----- TASK MATERIAL -----

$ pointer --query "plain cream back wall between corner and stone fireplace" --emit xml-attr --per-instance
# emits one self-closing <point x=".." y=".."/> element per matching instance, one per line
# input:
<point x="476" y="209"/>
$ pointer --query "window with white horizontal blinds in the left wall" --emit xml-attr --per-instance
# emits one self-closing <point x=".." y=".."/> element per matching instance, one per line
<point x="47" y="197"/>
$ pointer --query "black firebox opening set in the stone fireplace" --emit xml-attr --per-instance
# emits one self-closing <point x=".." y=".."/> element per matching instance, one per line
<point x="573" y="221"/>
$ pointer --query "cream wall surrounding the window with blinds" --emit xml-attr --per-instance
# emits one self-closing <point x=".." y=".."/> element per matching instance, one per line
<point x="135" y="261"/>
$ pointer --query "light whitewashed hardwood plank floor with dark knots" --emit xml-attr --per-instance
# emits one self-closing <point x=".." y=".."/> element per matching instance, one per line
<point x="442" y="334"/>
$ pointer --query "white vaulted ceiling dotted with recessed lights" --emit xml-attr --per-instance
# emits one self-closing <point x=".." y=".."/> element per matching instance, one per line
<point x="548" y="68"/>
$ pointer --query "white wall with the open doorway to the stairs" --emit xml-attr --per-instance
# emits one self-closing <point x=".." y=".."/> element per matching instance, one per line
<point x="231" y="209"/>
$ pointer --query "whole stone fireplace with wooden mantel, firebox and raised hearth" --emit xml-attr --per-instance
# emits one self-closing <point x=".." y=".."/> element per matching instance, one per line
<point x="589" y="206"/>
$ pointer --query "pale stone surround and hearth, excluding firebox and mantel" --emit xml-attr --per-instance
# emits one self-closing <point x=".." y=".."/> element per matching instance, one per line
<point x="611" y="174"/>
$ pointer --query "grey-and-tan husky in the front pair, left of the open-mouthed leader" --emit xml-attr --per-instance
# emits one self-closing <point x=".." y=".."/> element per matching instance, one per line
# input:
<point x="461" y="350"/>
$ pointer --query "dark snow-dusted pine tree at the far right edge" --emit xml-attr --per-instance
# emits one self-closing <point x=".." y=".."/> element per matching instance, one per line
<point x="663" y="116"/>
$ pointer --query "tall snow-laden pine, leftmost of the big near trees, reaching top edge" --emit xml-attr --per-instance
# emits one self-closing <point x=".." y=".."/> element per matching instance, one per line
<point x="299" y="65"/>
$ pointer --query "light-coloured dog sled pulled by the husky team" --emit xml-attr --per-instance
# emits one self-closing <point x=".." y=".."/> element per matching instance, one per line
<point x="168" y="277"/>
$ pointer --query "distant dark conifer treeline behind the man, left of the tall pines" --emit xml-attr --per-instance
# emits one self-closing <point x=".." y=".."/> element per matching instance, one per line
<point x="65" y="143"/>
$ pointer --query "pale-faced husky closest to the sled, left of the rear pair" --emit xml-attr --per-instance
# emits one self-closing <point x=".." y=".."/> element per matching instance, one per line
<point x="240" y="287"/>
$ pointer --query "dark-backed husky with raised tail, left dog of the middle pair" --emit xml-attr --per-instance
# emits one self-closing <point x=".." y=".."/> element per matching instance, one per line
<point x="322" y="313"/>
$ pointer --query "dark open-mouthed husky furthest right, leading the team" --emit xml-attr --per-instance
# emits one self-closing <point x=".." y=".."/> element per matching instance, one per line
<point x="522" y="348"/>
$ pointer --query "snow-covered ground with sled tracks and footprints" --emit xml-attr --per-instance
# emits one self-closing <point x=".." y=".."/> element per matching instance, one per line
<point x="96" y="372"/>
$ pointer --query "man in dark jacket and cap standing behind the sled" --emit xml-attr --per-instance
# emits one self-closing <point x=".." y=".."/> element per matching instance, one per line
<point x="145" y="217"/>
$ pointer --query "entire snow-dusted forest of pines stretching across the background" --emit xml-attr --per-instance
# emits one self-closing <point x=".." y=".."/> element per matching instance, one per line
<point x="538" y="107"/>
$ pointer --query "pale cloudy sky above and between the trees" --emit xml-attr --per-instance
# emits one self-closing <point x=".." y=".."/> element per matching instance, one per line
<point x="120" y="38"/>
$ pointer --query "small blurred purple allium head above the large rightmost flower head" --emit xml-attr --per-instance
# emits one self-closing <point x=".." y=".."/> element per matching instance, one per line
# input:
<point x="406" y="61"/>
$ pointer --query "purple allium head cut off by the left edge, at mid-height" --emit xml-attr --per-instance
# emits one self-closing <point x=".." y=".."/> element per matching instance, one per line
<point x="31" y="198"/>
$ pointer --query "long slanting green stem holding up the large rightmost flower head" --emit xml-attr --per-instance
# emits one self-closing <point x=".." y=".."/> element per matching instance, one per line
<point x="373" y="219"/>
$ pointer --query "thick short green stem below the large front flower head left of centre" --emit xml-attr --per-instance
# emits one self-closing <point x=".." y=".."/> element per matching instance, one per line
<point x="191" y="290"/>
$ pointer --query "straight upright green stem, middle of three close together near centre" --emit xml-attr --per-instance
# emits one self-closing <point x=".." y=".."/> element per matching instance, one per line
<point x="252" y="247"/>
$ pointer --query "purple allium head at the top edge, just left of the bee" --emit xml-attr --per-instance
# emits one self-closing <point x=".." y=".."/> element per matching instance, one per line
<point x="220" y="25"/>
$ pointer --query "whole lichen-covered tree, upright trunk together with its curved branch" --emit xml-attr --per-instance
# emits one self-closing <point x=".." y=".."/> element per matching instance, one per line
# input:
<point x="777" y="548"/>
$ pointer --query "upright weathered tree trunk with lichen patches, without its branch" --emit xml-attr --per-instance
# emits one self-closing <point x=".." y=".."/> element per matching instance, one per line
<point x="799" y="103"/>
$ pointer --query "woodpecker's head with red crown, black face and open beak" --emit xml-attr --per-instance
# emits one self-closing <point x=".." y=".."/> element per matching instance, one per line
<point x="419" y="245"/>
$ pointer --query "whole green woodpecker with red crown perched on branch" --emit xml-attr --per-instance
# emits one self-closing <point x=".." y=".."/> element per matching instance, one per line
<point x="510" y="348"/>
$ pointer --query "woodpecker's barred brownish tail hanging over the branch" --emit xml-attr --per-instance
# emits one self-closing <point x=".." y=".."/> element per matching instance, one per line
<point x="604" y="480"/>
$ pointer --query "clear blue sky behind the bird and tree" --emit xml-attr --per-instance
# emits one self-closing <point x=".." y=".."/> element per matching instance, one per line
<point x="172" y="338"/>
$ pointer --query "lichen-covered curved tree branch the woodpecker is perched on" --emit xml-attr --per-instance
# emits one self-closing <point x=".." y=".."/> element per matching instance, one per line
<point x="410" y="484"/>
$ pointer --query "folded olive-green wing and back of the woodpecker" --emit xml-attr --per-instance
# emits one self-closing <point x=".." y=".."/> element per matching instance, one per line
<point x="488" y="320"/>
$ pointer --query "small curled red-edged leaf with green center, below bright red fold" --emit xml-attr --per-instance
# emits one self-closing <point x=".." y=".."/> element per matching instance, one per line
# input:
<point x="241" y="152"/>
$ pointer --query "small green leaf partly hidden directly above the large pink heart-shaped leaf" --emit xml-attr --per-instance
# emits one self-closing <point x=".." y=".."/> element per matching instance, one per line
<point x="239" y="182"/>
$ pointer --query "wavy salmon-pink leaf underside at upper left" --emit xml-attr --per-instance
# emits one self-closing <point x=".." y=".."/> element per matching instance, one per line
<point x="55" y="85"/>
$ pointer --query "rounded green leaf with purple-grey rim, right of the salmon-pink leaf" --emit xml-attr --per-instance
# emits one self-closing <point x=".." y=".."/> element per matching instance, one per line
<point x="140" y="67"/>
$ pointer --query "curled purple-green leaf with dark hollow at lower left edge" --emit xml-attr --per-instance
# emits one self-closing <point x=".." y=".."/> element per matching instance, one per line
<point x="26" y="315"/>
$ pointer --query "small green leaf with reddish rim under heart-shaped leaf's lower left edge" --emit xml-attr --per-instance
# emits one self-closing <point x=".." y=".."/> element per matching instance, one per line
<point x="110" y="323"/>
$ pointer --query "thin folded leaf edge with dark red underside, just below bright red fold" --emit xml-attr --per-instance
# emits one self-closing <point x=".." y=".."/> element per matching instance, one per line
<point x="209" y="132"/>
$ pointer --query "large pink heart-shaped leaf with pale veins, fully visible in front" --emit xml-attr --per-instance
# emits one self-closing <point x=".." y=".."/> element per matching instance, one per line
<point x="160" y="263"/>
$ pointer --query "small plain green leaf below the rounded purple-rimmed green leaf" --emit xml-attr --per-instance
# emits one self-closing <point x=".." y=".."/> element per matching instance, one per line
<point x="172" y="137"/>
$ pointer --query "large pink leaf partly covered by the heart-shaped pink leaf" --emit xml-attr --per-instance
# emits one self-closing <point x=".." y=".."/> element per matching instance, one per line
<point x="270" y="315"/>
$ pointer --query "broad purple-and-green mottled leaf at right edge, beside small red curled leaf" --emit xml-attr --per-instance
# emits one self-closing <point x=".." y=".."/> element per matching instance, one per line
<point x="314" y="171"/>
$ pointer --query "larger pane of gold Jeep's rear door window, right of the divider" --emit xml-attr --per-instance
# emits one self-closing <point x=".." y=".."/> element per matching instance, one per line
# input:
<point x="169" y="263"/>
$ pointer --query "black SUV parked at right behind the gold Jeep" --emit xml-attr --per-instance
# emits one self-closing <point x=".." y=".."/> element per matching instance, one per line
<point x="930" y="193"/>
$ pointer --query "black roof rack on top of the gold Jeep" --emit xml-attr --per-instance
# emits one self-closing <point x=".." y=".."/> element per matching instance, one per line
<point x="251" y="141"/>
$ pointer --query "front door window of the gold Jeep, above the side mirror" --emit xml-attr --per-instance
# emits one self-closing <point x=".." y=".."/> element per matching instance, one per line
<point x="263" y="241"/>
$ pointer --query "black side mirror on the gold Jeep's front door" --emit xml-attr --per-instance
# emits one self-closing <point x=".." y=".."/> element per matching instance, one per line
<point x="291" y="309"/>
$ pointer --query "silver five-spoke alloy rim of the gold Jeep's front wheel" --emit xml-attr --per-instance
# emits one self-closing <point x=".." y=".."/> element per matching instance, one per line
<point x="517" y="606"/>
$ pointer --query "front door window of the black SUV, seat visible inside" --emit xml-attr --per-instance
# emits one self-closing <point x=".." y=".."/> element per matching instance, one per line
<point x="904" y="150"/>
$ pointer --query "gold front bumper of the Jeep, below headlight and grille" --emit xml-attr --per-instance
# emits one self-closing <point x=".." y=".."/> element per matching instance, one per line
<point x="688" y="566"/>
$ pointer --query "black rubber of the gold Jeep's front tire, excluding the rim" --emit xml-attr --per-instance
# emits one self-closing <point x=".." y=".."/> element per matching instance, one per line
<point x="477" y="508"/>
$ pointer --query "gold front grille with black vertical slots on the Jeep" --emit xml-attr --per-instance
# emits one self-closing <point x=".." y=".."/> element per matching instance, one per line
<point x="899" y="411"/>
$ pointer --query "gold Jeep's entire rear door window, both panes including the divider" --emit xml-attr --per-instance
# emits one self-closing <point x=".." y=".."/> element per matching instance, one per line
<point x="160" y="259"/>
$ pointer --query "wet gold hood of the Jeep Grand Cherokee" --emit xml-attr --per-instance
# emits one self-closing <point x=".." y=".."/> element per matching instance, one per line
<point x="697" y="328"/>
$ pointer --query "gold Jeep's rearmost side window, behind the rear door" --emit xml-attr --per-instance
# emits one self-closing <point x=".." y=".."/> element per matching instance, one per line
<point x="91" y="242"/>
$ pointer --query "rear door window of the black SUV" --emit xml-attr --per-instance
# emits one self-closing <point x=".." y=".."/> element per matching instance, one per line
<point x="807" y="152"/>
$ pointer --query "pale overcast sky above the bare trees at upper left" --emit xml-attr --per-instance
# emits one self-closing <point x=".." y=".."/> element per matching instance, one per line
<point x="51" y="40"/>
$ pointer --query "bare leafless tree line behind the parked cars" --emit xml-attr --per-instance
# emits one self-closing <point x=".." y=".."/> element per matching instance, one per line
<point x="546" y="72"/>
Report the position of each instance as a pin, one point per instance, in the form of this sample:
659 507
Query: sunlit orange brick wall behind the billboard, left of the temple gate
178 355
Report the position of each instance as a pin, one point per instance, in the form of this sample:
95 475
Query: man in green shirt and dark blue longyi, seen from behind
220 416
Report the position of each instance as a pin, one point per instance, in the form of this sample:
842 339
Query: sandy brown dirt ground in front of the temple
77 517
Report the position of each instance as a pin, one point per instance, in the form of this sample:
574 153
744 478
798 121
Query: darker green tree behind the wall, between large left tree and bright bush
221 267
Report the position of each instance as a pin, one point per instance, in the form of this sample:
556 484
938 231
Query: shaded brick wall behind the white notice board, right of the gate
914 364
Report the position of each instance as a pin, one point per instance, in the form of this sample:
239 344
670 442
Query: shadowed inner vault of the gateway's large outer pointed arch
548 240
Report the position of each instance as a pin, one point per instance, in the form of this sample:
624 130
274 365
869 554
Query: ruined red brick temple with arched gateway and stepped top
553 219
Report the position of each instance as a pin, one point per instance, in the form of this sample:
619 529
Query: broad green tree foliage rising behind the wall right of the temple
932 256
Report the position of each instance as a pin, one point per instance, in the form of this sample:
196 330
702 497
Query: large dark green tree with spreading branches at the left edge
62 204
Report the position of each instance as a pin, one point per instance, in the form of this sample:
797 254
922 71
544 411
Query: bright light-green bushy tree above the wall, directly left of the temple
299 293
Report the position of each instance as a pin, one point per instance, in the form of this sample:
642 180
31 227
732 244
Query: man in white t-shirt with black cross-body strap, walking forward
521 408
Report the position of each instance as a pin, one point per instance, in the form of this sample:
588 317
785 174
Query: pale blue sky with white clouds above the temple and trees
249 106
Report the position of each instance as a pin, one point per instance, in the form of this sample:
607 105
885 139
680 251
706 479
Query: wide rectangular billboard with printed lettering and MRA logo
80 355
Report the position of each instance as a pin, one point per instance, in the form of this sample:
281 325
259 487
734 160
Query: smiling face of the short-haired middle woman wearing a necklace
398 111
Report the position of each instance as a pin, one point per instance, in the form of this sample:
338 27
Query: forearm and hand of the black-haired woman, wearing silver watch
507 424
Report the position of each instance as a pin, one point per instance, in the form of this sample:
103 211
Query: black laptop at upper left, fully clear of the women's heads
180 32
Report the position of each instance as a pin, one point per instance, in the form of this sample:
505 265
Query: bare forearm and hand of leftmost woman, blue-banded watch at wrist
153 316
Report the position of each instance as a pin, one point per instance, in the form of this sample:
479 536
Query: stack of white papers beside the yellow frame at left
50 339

-----

**TASK DIRECTIONS**
Word for word, copy the line containing "Query: smiling face" and each line after it to the end of the records, and nothing besides.

**SOLUTION**
Query: smiling face of the short-haired middle woman wearing a necklace
398 111
Report the position of each instance as a pin, one point per instance, in the form of this sample:
338 27
Query: forearm and hand of the black-haired woman, wearing silver watch
507 424
Report the position of each instance as a pin, one point per instance, in the form of this sample:
103 211
Query: black laptop at upper left, fully clear of the women's heads
180 32
Report the position of each instance as a pin, one point per instance, in the form of this sample:
505 265
Query: bare forearm and hand of leftmost woman, blue-banded watch at wrist
153 316
Report the position of each instance as a pin, one point per instance, in the form of this sample:
479 536
Query: stack of white papers beside the yellow frame at left
50 339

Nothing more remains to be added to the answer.